------ Data to examine ------

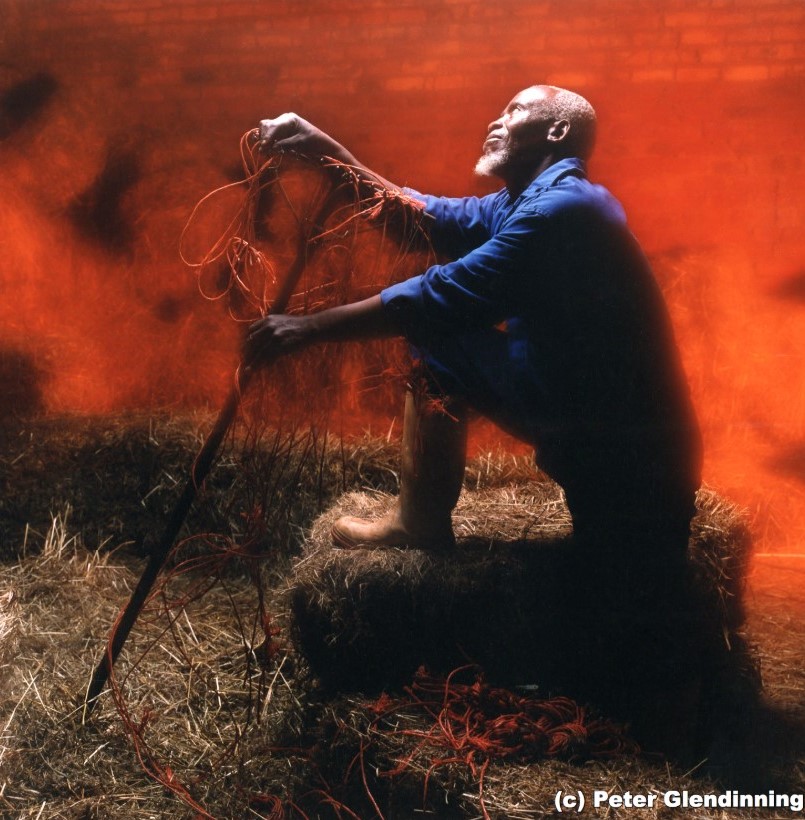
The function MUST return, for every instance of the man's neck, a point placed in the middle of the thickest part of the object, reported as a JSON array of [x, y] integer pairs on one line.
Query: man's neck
[[521, 178]]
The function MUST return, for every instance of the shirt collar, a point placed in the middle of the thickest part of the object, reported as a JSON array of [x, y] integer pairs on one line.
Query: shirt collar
[[570, 166]]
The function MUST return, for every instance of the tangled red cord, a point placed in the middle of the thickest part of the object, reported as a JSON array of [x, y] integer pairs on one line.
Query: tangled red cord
[[476, 724]]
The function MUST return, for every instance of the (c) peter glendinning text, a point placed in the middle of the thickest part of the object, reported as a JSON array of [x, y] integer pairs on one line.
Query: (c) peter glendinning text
[[575, 801]]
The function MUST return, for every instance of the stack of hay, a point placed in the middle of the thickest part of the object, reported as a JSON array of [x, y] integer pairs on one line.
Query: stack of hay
[[514, 599]]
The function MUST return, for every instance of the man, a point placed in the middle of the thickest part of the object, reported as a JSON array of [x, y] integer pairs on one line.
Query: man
[[548, 321]]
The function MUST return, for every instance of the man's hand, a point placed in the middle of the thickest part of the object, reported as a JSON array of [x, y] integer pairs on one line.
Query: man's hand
[[290, 132], [276, 335]]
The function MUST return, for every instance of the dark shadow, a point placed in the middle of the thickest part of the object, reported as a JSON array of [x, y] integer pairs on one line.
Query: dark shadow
[[23, 102], [21, 381], [790, 461], [98, 212], [792, 289]]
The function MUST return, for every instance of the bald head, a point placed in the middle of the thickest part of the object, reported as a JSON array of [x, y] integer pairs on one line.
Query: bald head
[[561, 104], [541, 125]]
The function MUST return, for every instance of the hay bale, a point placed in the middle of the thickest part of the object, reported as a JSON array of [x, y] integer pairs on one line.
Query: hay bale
[[515, 599]]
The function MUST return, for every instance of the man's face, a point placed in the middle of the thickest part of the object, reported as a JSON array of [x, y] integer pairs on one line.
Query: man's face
[[518, 136]]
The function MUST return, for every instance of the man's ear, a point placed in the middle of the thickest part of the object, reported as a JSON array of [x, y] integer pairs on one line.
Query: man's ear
[[558, 131]]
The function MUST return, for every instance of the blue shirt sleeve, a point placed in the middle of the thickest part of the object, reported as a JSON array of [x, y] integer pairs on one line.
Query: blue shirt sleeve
[[480, 289], [459, 223]]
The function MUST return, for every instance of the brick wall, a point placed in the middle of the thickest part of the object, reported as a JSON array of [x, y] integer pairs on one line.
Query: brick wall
[[700, 105]]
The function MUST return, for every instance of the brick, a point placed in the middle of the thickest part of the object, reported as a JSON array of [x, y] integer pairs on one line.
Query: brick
[[688, 19], [746, 73], [697, 74], [702, 36], [653, 75]]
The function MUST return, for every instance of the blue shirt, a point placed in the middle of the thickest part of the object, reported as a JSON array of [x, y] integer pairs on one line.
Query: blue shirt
[[586, 324]]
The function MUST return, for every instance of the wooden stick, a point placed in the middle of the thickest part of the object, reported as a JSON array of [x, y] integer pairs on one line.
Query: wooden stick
[[201, 467]]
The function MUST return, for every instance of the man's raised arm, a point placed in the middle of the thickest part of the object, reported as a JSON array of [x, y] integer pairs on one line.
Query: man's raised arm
[[290, 132]]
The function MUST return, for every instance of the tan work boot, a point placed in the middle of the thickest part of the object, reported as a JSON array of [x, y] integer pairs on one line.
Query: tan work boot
[[434, 447]]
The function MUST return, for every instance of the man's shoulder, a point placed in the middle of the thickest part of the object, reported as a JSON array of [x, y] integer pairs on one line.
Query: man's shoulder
[[569, 190]]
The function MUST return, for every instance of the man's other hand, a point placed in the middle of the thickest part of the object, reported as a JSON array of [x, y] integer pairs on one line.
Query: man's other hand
[[290, 132], [274, 336]]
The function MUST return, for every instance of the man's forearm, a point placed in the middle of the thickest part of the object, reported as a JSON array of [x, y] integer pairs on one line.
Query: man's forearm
[[277, 335], [291, 132], [359, 320]]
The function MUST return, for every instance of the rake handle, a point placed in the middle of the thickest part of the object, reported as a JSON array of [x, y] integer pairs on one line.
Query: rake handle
[[201, 467]]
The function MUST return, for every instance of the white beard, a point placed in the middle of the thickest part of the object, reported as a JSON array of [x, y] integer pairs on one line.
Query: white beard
[[491, 162]]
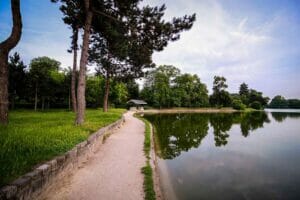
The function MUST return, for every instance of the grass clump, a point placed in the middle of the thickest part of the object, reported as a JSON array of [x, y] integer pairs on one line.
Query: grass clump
[[147, 170], [148, 182], [34, 137]]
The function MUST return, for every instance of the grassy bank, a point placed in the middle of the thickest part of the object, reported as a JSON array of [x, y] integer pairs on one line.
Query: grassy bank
[[147, 169], [34, 137]]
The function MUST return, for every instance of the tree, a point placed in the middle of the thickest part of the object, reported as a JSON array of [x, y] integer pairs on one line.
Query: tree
[[17, 77], [157, 88], [133, 89], [123, 47], [220, 96], [257, 96], [189, 90], [5, 47], [44, 73], [73, 16], [94, 91], [244, 93], [244, 89], [279, 102], [238, 104], [256, 105]]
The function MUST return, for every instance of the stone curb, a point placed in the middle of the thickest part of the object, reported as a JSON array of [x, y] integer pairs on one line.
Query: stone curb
[[31, 185]]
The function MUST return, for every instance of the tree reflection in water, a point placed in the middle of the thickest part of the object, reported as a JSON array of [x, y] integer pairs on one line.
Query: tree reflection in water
[[175, 133], [281, 116]]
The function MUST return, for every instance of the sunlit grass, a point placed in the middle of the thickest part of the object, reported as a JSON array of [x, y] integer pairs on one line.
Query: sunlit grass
[[34, 137]]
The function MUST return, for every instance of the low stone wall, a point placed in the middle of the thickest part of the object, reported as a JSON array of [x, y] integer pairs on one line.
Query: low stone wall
[[32, 184]]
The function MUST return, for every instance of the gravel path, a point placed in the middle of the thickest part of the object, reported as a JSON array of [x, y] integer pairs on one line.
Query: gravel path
[[114, 172]]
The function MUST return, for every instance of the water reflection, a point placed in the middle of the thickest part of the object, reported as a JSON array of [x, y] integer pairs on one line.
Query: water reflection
[[281, 116], [176, 133], [233, 156]]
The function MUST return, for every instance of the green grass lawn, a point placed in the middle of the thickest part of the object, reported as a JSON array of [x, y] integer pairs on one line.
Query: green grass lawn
[[34, 137]]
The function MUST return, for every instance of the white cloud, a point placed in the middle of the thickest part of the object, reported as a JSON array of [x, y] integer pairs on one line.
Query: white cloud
[[220, 44]]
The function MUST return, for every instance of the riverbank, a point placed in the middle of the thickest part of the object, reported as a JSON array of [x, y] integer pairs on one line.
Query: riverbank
[[113, 172], [191, 110], [32, 137]]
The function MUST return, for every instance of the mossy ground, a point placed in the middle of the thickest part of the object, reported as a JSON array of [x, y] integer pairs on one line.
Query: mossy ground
[[34, 137]]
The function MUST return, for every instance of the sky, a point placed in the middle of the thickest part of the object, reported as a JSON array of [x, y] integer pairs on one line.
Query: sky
[[251, 41]]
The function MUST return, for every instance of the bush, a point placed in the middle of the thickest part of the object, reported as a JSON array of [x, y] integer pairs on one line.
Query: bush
[[238, 105], [256, 105]]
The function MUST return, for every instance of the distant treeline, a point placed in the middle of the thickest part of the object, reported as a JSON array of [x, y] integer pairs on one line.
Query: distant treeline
[[166, 87], [43, 84], [280, 102]]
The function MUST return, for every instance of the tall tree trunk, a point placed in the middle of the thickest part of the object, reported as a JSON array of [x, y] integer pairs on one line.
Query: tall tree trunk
[[5, 48], [106, 93], [73, 81], [3, 88], [83, 62], [43, 103], [35, 98], [69, 101]]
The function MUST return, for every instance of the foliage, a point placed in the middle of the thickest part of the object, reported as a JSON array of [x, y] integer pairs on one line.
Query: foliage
[[34, 137], [220, 97], [94, 91], [147, 170], [54, 85], [17, 78], [256, 105], [148, 182], [238, 105], [166, 87]]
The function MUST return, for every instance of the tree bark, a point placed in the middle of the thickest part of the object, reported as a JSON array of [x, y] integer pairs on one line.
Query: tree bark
[[5, 48], [106, 94], [83, 62], [35, 98], [43, 103], [73, 81]]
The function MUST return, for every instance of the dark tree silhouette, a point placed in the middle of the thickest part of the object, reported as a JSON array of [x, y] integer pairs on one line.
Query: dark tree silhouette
[[123, 45], [5, 47]]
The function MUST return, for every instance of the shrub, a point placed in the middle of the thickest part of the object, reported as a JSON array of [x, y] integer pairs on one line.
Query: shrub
[[238, 105], [256, 105]]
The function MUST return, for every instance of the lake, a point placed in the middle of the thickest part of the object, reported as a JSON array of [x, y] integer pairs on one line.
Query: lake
[[253, 155]]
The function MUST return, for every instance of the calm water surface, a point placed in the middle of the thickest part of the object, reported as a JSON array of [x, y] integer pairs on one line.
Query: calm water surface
[[229, 156]]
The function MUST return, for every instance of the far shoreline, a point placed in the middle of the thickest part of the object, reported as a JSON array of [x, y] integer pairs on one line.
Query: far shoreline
[[190, 110]]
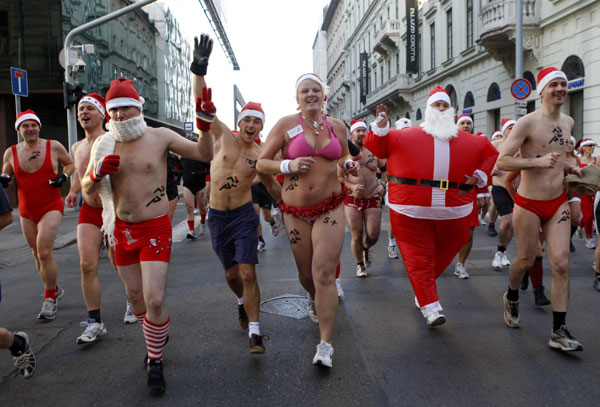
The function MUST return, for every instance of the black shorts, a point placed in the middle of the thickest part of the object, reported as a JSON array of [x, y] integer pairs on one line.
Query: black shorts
[[502, 200], [261, 197], [4, 202]]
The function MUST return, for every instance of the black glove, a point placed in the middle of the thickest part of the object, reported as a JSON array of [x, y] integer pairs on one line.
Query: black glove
[[202, 50], [58, 180], [5, 180]]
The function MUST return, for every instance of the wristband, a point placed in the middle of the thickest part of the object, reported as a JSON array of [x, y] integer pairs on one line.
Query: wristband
[[284, 167]]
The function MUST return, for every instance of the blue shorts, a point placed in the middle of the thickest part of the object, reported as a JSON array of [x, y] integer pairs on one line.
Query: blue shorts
[[233, 235]]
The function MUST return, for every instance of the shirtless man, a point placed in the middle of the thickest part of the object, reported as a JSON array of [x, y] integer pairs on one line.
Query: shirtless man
[[362, 206], [542, 137], [232, 220], [34, 164], [128, 166], [502, 202]]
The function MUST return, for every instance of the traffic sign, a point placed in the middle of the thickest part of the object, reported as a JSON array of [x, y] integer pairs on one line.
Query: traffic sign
[[19, 82], [520, 88]]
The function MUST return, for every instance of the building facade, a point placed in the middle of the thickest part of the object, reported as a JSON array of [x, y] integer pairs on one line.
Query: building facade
[[465, 46]]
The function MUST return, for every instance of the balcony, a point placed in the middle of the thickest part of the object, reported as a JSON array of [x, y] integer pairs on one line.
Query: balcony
[[386, 37], [390, 92], [498, 28]]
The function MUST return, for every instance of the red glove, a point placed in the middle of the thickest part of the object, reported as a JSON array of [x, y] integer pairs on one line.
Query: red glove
[[205, 110], [106, 166]]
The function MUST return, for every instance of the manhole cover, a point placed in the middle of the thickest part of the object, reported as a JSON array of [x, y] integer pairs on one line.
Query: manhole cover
[[286, 305]]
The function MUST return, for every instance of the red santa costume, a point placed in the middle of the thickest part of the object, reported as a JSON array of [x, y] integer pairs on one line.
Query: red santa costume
[[430, 220]]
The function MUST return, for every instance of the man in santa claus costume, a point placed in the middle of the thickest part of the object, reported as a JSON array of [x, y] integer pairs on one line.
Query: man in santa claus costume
[[432, 172]]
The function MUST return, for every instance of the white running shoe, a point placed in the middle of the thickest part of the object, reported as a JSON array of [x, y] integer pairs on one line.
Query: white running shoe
[[92, 331], [338, 286], [505, 261], [497, 262], [323, 355], [460, 271], [129, 317]]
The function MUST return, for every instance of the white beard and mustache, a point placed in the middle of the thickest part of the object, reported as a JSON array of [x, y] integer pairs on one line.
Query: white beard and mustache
[[128, 130], [440, 124]]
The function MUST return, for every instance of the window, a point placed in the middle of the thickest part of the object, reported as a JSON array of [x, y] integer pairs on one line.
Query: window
[[449, 32], [469, 23], [432, 44]]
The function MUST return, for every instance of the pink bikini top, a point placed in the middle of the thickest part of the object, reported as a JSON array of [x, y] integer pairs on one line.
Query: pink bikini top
[[298, 146]]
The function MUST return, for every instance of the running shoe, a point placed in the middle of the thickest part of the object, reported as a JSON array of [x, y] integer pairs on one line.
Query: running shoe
[[563, 340], [48, 309], [312, 311], [243, 317], [460, 271], [361, 271], [511, 312], [323, 355], [393, 252], [25, 361], [497, 262], [93, 330], [156, 379], [129, 317], [256, 344], [338, 287]]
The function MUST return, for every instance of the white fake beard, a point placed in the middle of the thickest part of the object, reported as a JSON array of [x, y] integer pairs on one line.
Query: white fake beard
[[440, 124], [128, 130]]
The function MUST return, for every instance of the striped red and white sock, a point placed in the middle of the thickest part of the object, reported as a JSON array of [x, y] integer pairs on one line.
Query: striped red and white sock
[[156, 337]]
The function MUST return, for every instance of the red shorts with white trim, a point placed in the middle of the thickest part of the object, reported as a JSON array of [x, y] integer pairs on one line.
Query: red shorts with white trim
[[149, 240]]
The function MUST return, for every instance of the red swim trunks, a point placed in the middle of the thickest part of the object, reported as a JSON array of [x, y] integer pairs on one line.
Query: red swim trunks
[[362, 204], [544, 209], [149, 240], [88, 214]]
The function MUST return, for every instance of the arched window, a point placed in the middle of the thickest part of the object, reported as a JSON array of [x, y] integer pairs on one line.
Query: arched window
[[493, 92], [469, 100], [529, 76], [573, 67]]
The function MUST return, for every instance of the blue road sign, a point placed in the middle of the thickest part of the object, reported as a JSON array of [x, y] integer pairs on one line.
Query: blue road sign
[[521, 88], [19, 82]]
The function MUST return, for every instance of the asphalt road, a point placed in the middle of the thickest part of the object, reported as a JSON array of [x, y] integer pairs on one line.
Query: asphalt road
[[385, 355]]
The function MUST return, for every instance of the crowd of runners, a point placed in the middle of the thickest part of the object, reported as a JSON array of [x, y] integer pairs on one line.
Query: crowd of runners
[[313, 175]]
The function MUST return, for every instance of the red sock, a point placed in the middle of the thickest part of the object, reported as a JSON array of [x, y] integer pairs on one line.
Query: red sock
[[536, 272], [156, 337]]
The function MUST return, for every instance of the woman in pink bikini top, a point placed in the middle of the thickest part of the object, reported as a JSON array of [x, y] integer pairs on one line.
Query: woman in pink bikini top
[[314, 148]]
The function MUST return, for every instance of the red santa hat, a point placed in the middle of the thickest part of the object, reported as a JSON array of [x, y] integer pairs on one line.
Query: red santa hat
[[547, 75], [97, 101], [26, 115], [464, 118], [357, 124], [122, 93], [438, 94], [403, 123], [506, 123], [252, 109]]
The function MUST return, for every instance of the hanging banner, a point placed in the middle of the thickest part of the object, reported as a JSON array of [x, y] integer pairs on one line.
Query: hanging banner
[[364, 77], [412, 37]]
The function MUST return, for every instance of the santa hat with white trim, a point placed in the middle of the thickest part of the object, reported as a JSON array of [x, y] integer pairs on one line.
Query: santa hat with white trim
[[27, 115], [438, 94], [252, 109], [547, 75], [122, 94], [97, 101], [506, 123], [357, 124]]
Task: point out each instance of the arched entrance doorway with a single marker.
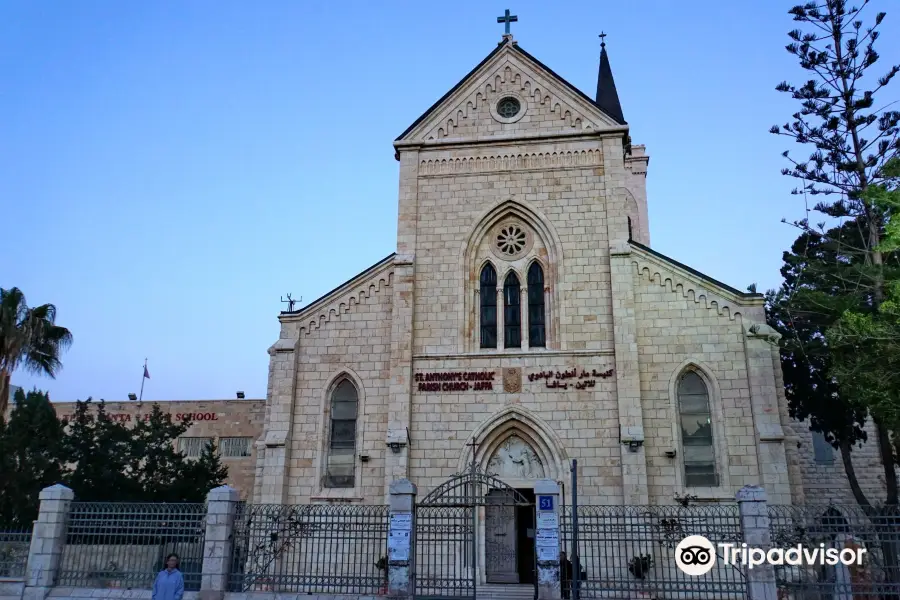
(469, 530)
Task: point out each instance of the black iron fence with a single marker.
(125, 544)
(629, 551)
(831, 530)
(310, 548)
(14, 545)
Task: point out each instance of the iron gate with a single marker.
(446, 544)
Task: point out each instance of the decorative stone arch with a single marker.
(717, 415)
(471, 265)
(335, 378)
(520, 422)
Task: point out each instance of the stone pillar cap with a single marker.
(402, 486)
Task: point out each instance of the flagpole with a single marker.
(143, 377)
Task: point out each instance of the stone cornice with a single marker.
(342, 299)
(513, 161)
(503, 354)
(509, 70)
(675, 279)
(537, 136)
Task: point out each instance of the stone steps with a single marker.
(498, 591)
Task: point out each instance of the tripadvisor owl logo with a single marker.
(695, 555)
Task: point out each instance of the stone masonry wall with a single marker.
(564, 183)
(355, 342)
(584, 423)
(674, 331)
(543, 108)
(827, 482)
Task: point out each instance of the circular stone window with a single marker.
(511, 241)
(508, 107)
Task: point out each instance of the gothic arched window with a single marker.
(536, 333)
(341, 460)
(512, 312)
(488, 306)
(695, 421)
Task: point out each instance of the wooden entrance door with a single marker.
(500, 537)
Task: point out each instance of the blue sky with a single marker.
(169, 169)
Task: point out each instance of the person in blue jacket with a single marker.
(169, 584)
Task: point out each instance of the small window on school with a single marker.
(193, 447)
(234, 447)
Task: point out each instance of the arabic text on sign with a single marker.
(399, 553)
(548, 521)
(401, 521)
(547, 537)
(547, 553)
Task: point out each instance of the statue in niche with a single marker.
(516, 459)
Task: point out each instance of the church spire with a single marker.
(607, 97)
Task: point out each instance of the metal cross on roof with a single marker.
(507, 19)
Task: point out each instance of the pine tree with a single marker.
(204, 474)
(100, 450)
(852, 140)
(30, 457)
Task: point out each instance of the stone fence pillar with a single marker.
(755, 526)
(401, 541)
(221, 506)
(47, 541)
(546, 492)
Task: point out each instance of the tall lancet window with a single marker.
(512, 312)
(696, 432)
(342, 437)
(488, 307)
(536, 334)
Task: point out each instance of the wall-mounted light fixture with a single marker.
(396, 445)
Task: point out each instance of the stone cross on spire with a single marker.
(507, 19)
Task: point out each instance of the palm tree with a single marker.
(29, 338)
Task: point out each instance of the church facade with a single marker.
(525, 321)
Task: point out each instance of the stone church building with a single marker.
(525, 321)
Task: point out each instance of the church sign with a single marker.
(560, 380)
(455, 381)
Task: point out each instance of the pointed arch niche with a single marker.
(688, 383)
(518, 447)
(508, 242)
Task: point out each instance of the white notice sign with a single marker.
(548, 537)
(401, 554)
(401, 521)
(547, 553)
(548, 521)
(399, 540)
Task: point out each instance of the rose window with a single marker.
(508, 108)
(511, 240)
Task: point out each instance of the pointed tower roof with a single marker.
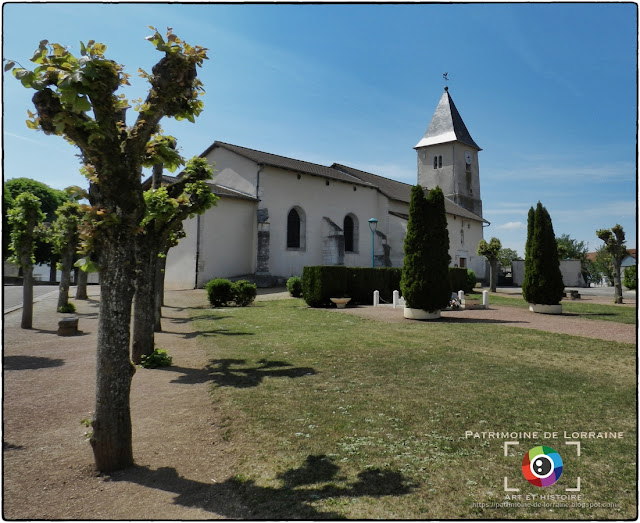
(446, 125)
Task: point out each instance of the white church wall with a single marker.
(464, 236)
(181, 259)
(228, 239)
(281, 190)
(233, 171)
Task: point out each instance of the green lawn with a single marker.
(590, 311)
(334, 416)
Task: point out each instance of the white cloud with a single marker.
(511, 226)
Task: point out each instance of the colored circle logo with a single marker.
(542, 466)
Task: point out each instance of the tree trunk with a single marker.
(65, 279)
(144, 306)
(493, 275)
(81, 288)
(53, 270)
(159, 301)
(111, 439)
(27, 297)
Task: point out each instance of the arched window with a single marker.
(296, 229)
(350, 229)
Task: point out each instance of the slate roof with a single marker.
(391, 188)
(446, 125)
(402, 192)
(290, 164)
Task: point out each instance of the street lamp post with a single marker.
(373, 225)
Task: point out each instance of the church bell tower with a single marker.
(448, 157)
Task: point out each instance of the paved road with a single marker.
(584, 291)
(12, 295)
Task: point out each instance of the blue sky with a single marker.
(549, 91)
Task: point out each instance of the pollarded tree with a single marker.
(50, 200)
(491, 251)
(76, 98)
(542, 283)
(614, 243)
(165, 209)
(65, 239)
(23, 217)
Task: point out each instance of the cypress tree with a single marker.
(542, 277)
(437, 253)
(425, 273)
(413, 283)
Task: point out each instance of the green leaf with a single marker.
(81, 104)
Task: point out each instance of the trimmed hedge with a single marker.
(322, 282)
(362, 281)
(222, 292)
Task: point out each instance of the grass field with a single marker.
(333, 416)
(590, 311)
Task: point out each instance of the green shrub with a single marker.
(158, 358)
(294, 286)
(244, 292)
(362, 281)
(219, 292)
(69, 307)
(630, 280)
(471, 281)
(320, 283)
(542, 277)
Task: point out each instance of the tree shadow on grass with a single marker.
(30, 362)
(238, 498)
(235, 373)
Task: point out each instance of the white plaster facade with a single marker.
(246, 234)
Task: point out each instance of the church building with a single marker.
(276, 215)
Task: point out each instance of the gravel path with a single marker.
(512, 317)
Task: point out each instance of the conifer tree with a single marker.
(425, 273)
(437, 252)
(413, 283)
(542, 277)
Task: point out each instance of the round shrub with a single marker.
(294, 286)
(220, 292)
(244, 292)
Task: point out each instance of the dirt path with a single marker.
(48, 465)
(513, 317)
(49, 384)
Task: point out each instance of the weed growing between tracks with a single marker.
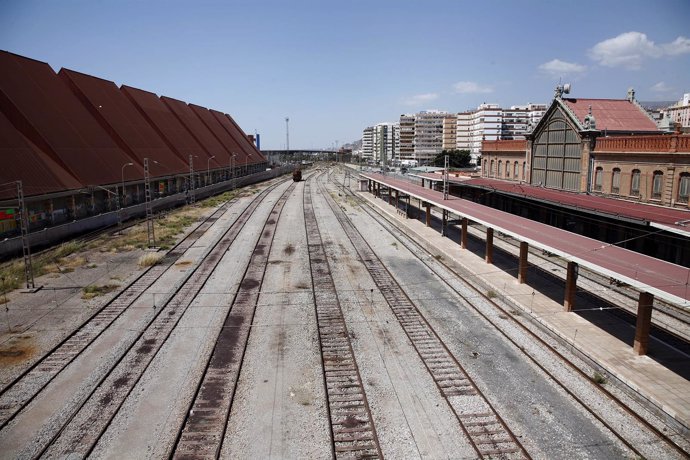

------

Return only the lines between the one holding "The function MUST return, for every instance of the distant" and the one holding "The function MUST return, for every instance of the tall", inclusive, exactly as they appear above.

The function MUST return, for every instance of the distant treeline, a point placed in the middle of the thickest part of the object, reported as a JSON array of [x, y] integer pairs on one line.
Query: distant treeline
[[166, 87], [43, 84], [280, 102]]
The function MUST return, for every instance of the tall tree trunk, a point placed in the middle of the thickest part of the object, reported as a JSON array of [x, y] integer pairs on one line.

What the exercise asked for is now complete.